WRITTEN PROBLEM:
Write out, exactly as they appear, only the lines running from the line with "Exercise. Point out the blond" to the final line of the listing; include both.

(Stored data)

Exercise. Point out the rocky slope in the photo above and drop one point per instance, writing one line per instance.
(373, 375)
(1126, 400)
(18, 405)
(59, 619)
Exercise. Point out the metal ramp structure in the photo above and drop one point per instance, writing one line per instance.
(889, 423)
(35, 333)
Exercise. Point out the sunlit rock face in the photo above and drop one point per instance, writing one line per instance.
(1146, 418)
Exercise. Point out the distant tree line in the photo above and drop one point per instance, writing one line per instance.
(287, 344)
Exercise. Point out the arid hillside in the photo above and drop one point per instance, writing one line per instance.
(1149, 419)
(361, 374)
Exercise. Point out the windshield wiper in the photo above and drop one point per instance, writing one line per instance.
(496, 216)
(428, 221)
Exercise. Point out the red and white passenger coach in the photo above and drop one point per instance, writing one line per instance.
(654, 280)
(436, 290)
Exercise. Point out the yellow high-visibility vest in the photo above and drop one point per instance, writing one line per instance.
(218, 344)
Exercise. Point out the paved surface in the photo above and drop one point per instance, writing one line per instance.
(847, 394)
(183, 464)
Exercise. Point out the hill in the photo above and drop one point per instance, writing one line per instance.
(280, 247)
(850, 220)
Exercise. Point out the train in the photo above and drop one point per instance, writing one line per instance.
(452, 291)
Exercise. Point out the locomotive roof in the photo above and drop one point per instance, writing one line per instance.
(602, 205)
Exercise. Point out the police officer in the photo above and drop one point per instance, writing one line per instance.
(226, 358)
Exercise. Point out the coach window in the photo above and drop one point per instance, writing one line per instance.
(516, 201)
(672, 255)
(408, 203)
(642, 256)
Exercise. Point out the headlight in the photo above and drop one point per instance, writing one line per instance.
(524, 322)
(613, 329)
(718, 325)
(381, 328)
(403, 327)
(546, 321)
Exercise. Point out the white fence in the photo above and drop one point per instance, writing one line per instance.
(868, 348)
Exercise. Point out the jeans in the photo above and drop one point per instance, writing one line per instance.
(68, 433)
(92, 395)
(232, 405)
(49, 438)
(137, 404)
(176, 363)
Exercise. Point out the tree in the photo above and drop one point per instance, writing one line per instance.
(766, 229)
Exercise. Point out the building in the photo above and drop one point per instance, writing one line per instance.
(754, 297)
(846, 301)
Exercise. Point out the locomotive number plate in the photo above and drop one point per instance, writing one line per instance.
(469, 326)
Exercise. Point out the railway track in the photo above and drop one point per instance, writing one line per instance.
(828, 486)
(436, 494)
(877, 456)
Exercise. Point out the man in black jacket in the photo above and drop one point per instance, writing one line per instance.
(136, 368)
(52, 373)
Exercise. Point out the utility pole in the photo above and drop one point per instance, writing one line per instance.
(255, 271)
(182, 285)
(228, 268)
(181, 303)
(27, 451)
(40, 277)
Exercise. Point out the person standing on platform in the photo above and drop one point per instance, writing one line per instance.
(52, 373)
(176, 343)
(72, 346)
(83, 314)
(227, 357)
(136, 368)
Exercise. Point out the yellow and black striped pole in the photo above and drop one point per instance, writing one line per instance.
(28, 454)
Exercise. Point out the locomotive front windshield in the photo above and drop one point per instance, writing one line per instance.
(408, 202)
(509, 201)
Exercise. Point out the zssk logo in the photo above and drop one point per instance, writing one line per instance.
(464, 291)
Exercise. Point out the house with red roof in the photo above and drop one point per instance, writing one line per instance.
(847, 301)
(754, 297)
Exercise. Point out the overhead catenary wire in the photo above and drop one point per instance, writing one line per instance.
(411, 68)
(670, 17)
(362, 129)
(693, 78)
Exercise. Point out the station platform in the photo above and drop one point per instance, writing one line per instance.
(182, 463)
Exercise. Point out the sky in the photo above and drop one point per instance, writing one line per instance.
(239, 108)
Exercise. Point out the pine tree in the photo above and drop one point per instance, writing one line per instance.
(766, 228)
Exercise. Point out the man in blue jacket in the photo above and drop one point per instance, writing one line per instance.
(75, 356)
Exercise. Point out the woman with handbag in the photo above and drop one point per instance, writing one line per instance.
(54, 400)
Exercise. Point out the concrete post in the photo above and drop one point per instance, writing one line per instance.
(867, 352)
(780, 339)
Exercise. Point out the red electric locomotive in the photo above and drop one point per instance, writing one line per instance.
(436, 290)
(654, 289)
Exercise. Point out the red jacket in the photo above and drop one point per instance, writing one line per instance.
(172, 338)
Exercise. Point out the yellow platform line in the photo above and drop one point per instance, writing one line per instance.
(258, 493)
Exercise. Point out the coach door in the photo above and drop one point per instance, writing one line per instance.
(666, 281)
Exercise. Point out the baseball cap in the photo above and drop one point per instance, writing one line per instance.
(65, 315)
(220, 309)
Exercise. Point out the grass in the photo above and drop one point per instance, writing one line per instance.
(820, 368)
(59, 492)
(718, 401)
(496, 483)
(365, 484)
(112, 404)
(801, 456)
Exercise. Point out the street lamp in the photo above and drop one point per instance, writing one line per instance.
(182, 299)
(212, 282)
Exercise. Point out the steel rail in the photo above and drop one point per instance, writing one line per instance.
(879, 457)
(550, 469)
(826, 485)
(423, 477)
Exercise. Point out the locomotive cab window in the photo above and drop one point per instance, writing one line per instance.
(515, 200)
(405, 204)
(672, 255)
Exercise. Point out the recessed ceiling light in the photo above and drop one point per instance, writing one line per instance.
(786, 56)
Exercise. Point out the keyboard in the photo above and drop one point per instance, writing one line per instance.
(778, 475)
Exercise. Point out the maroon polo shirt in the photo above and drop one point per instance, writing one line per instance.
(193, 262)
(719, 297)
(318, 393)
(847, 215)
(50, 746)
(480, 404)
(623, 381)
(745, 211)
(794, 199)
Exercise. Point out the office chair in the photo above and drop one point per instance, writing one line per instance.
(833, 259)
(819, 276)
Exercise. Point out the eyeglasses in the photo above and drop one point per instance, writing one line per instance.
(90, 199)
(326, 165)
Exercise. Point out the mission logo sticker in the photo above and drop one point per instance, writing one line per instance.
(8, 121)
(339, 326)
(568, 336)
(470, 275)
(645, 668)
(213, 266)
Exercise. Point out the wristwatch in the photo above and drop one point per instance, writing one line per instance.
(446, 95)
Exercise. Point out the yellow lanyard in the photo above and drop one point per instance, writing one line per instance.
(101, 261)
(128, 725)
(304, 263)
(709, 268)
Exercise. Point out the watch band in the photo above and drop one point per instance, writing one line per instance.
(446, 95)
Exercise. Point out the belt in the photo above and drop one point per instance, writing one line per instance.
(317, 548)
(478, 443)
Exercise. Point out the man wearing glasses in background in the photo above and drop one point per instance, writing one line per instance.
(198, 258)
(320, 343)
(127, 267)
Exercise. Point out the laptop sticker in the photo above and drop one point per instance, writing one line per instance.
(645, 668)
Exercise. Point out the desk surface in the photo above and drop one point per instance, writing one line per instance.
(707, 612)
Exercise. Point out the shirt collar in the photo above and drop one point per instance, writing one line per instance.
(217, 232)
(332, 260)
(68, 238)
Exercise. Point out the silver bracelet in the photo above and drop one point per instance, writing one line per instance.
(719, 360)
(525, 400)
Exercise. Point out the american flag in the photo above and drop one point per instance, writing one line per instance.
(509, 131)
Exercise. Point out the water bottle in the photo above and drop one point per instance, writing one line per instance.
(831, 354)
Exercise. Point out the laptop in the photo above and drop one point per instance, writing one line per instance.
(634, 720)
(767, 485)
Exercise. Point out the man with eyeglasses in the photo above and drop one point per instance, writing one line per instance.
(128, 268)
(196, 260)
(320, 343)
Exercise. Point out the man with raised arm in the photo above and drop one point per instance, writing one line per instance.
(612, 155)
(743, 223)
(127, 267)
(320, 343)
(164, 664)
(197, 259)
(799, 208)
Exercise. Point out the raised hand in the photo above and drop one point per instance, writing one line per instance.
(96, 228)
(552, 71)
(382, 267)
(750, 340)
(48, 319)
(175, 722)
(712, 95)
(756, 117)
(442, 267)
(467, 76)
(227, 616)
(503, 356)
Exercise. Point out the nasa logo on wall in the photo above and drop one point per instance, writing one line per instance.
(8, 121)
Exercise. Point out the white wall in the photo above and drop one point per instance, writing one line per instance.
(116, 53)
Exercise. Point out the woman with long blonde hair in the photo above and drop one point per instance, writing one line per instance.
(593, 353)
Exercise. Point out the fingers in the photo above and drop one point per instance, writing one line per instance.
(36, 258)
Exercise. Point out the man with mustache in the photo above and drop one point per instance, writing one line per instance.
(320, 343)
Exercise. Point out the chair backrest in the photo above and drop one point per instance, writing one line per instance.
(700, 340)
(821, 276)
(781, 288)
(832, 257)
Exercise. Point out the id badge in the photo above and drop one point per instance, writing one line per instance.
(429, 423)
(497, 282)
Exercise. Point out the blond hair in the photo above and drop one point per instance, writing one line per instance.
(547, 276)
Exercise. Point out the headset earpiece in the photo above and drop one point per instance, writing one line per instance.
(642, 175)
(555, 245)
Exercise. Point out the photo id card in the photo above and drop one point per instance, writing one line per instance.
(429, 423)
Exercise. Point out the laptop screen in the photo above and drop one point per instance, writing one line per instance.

RESULT OF THE TASK:
Exercise. Point out the blond hair in the photo above and drop one point per instance, writing one line per instance.
(547, 276)
Exercise. Point out the headset earpiece in the photo above and drop one point per instance, writing one line per instance.
(642, 175)
(555, 245)
Exercise. Point out the photo id card in the photo above and drop one point per instance, writing one line per instance.
(429, 423)
Exercise. Point out the laptop screen in the photo above and drop one point per instance, writing one line per instance.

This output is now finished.